** start of Extracted material **
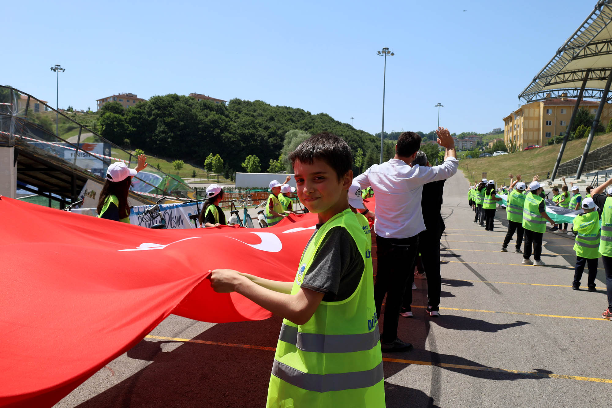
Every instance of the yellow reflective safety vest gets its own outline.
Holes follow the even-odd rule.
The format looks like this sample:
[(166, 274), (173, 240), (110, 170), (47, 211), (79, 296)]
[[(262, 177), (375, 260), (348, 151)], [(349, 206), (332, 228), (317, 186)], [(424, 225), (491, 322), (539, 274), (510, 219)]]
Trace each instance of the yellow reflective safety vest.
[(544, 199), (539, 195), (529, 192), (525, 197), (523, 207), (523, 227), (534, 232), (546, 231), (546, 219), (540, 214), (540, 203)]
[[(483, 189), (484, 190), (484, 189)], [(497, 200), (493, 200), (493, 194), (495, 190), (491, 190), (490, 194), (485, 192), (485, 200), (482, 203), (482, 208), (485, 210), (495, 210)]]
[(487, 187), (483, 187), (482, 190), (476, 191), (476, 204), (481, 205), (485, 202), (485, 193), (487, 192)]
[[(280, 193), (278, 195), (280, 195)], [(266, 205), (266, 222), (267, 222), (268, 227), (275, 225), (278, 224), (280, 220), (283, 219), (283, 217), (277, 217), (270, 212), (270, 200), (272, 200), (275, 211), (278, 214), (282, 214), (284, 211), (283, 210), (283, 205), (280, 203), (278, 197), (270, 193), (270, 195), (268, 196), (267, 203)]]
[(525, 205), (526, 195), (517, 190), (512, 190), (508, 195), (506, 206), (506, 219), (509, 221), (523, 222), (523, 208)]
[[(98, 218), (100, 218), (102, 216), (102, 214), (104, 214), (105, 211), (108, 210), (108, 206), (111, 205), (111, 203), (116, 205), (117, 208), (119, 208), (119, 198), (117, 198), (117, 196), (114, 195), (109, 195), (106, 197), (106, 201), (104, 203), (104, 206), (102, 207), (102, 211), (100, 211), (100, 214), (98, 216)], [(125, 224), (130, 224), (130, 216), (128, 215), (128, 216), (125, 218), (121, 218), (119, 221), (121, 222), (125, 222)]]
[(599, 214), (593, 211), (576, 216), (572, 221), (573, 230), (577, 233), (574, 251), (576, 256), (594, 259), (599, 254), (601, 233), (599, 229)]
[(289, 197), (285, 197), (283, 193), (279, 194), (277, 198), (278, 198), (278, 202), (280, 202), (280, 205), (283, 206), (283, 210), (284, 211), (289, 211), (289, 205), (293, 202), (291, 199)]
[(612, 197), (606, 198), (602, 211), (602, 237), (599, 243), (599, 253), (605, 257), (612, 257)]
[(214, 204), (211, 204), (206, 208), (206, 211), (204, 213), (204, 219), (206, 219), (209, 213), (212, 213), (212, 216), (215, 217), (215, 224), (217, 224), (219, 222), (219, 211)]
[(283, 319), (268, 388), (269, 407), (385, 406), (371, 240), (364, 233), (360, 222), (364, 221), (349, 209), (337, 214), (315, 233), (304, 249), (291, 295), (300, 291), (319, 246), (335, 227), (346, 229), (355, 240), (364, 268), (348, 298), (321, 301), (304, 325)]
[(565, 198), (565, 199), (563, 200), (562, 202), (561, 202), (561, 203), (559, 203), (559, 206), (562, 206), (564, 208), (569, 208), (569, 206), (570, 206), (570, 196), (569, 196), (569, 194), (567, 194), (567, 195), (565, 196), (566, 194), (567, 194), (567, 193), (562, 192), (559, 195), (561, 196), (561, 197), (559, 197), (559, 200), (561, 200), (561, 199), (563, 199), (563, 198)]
** end of Extracted material **
Short exercise: Reproduce each record from above exactly; pictures do not belong in the copy.

Expected answer:
Every instance of the yellow reflective safety vest gets its own outline.
Holes follow the even-odd rule.
The format looks like this sample:
[(166, 274), (173, 240), (110, 170), (47, 211), (79, 296)]
[[(262, 177), (375, 260), (348, 151)], [(349, 206), (332, 228), (317, 186)], [(424, 225), (491, 322), (539, 274), (510, 219)]]
Trace each instance of the yellow reflective safety vest.
[(544, 199), (539, 195), (529, 192), (525, 197), (523, 207), (523, 227), (534, 232), (546, 231), (546, 219), (540, 214), (540, 203)]
[[(483, 189), (484, 190), (484, 189)], [(497, 200), (493, 200), (493, 194), (495, 190), (491, 190), (490, 194), (485, 192), (485, 200), (482, 203), (482, 208), (485, 210), (495, 210)]]
[(487, 187), (483, 187), (482, 190), (476, 191), (476, 204), (481, 205), (485, 202), (485, 193), (487, 192)]
[[(280, 193), (278, 195), (280, 195)], [(266, 205), (266, 222), (267, 222), (268, 227), (275, 225), (278, 224), (280, 220), (283, 219), (283, 217), (277, 217), (270, 212), (270, 200), (272, 200), (275, 211), (278, 214), (282, 214), (284, 211), (283, 210), (283, 205), (280, 203), (278, 197), (270, 193), (270, 195), (268, 196), (267, 203)]]
[(525, 205), (526, 195), (517, 190), (512, 190), (508, 195), (506, 206), (506, 219), (509, 221), (523, 222), (523, 208)]
[[(98, 218), (100, 218), (102, 216), (102, 214), (104, 214), (105, 211), (108, 210), (108, 206), (111, 205), (111, 203), (116, 205), (117, 208), (119, 208), (119, 198), (117, 198), (117, 196), (114, 195), (109, 195), (106, 197), (106, 201), (104, 203), (104, 206), (102, 207), (102, 211), (100, 211), (100, 214), (98, 216)], [(125, 224), (130, 224), (130, 216), (128, 215), (128, 216), (125, 218), (121, 218), (119, 221), (121, 222), (125, 222)]]
[(599, 214), (593, 211), (576, 216), (572, 221), (573, 230), (577, 233), (574, 251), (576, 256), (594, 259), (599, 254), (601, 233), (599, 229)]
[(289, 197), (285, 197), (283, 193), (279, 194), (277, 198), (278, 198), (278, 202), (280, 202), (280, 205), (283, 206), (283, 210), (284, 211), (289, 211), (289, 205), (293, 202), (291, 199)]
[(612, 197), (606, 198), (602, 211), (602, 237), (599, 243), (599, 253), (605, 257), (612, 257)]
[(214, 204), (211, 204), (206, 208), (206, 211), (204, 213), (204, 219), (206, 219), (209, 213), (212, 213), (212, 216), (215, 217), (215, 224), (217, 224), (219, 222), (219, 211)]
[(283, 319), (268, 388), (269, 407), (385, 406), (371, 240), (364, 233), (360, 222), (364, 221), (349, 209), (337, 214), (315, 233), (304, 249), (291, 295), (300, 291), (319, 246), (335, 227), (346, 229), (355, 240), (364, 268), (348, 298), (321, 301), (304, 325)]
[(565, 198), (565, 199), (563, 200), (562, 202), (561, 202), (561, 203), (559, 203), (559, 206), (562, 206), (564, 208), (569, 208), (569, 206), (570, 206), (570, 196), (569, 196), (569, 194), (567, 194), (567, 195), (565, 196), (566, 194), (567, 194), (567, 193), (562, 192), (559, 195), (561, 196), (561, 197), (559, 197), (559, 200), (561, 200), (561, 199), (563, 199), (563, 198)]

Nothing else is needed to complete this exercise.